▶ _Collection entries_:
--- begin ---

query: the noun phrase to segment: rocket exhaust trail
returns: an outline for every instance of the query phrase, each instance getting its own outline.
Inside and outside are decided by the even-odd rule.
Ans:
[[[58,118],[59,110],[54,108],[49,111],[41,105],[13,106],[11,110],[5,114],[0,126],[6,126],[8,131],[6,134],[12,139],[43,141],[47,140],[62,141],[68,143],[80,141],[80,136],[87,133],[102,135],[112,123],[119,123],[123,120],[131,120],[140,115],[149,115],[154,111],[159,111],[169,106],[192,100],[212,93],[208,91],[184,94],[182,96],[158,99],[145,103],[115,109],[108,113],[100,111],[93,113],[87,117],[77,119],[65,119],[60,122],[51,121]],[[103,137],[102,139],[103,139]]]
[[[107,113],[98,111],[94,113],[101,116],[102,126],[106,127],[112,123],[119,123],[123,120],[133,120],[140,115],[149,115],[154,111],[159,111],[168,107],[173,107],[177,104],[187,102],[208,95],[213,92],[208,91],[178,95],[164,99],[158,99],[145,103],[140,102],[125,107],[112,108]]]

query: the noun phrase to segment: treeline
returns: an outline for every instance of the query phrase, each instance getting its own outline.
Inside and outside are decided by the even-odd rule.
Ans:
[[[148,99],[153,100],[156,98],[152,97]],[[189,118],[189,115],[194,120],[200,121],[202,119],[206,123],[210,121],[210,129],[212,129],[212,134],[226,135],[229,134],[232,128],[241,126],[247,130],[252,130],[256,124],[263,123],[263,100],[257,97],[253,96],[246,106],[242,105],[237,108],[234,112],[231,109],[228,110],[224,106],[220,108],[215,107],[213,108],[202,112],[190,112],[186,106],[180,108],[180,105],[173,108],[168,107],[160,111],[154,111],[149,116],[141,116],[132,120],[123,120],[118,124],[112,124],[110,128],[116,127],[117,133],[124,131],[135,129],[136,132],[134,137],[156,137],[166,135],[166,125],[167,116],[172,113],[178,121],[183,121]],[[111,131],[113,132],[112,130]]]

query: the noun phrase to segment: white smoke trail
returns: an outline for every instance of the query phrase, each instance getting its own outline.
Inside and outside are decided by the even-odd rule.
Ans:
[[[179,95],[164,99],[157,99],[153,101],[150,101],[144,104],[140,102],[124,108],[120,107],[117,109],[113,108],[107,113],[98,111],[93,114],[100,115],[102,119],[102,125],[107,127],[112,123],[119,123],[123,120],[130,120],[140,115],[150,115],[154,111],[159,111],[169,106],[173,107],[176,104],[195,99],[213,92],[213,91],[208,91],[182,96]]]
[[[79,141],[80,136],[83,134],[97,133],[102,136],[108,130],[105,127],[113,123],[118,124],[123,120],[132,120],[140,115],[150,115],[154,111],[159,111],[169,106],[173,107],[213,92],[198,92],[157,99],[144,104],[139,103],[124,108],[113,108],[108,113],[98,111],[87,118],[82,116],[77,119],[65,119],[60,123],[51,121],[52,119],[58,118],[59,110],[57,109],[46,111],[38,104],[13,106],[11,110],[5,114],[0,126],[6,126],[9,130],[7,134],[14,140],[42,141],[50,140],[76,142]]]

--- end ---

▶ _PROBLEM_:
Output, unchanged, everything in the data from the line containing "query: the noun phrase to segment: treeline" down through the end of the data.

▶ _RESULT_:
query: the noun phrase to segment: treeline
returns: an outline for every instance of the query phrase, each instance getting its own outline.
Inside and outside are decided by the even-odd rule.
Ans:
[[[148,99],[153,100],[156,98],[152,97]],[[189,118],[189,115],[194,120],[200,121],[202,119],[206,123],[210,121],[210,129],[212,129],[212,134],[226,135],[229,134],[232,128],[241,126],[247,130],[252,130],[256,124],[263,123],[263,100],[257,97],[253,96],[246,106],[242,105],[237,108],[234,112],[231,109],[228,110],[224,106],[220,108],[215,107],[213,108],[202,112],[190,112],[186,106],[180,108],[180,105],[173,108],[168,107],[160,111],[154,111],[149,116],[141,116],[132,120],[123,120],[118,124],[112,124],[110,128],[116,127],[117,133],[124,131],[135,129],[136,132],[134,137],[156,137],[166,135],[166,125],[167,116],[172,113],[178,121],[183,121]],[[111,131],[113,132],[112,130]]]

query: the noun phrase to segment: white smoke trail
returns: an outline for every instance of the query phrase, each instance getting its own outline.
Inside and outside are decided by the even-odd rule.
Ans:
[[[179,95],[164,99],[157,99],[153,101],[150,101],[144,104],[140,102],[124,108],[120,107],[117,109],[113,108],[107,113],[98,111],[93,114],[100,115],[102,119],[102,125],[107,127],[112,123],[119,123],[123,120],[130,120],[140,115],[150,115],[154,111],[159,111],[169,106],[173,107],[176,104],[195,99],[213,92],[213,91],[208,91],[182,96]]]
[[[79,141],[80,136],[83,134],[97,133],[102,136],[108,130],[105,127],[113,123],[118,124],[123,120],[132,120],[140,115],[150,115],[154,111],[159,111],[169,106],[173,107],[213,92],[198,92],[157,99],[144,104],[139,103],[124,108],[113,108],[108,113],[98,111],[87,118],[82,116],[77,119],[65,119],[60,123],[51,121],[52,119],[58,118],[59,110],[57,109],[46,111],[38,104],[13,106],[11,110],[5,114],[0,126],[6,126],[9,130],[7,134],[14,140],[42,141],[50,140],[76,142]]]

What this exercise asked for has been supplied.